Dataset items:
* BEGIN *

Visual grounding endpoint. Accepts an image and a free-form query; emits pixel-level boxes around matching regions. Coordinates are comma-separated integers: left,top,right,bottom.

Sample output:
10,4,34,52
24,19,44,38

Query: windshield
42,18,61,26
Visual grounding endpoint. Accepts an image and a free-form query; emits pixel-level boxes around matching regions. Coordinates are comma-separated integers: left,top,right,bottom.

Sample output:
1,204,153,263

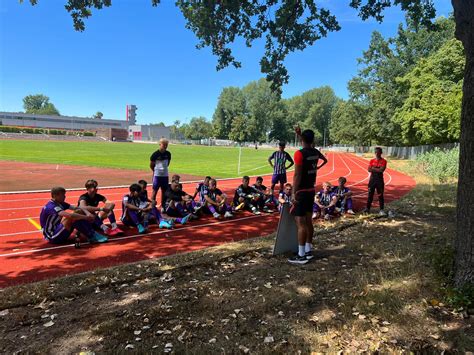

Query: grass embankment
0,140,278,178
0,161,474,354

* END *

Rewrite all of the dataset items above, substituting "service" for every occurrence of "endpoint" and changing nothing else. Leave the pictures out of your answer.

Visual grounding service. Accepts an image and a free-form query; emits pixel-level boxes around matching regions. Coordinates are comma-separated integers: left,top,right,bottom.

Sample output:
10,4,34,52
24,19,44,38

Query: windshield
42,18,61,26
Visual grounding service. Accepts an image and a free-form query; emits pixel-level boxes around matching regions. Coordinates are comma-separated integers: left,top,right,bottom.

Sample output:
1,204,153,263


Query: grass embankment
0,140,278,178
0,161,474,354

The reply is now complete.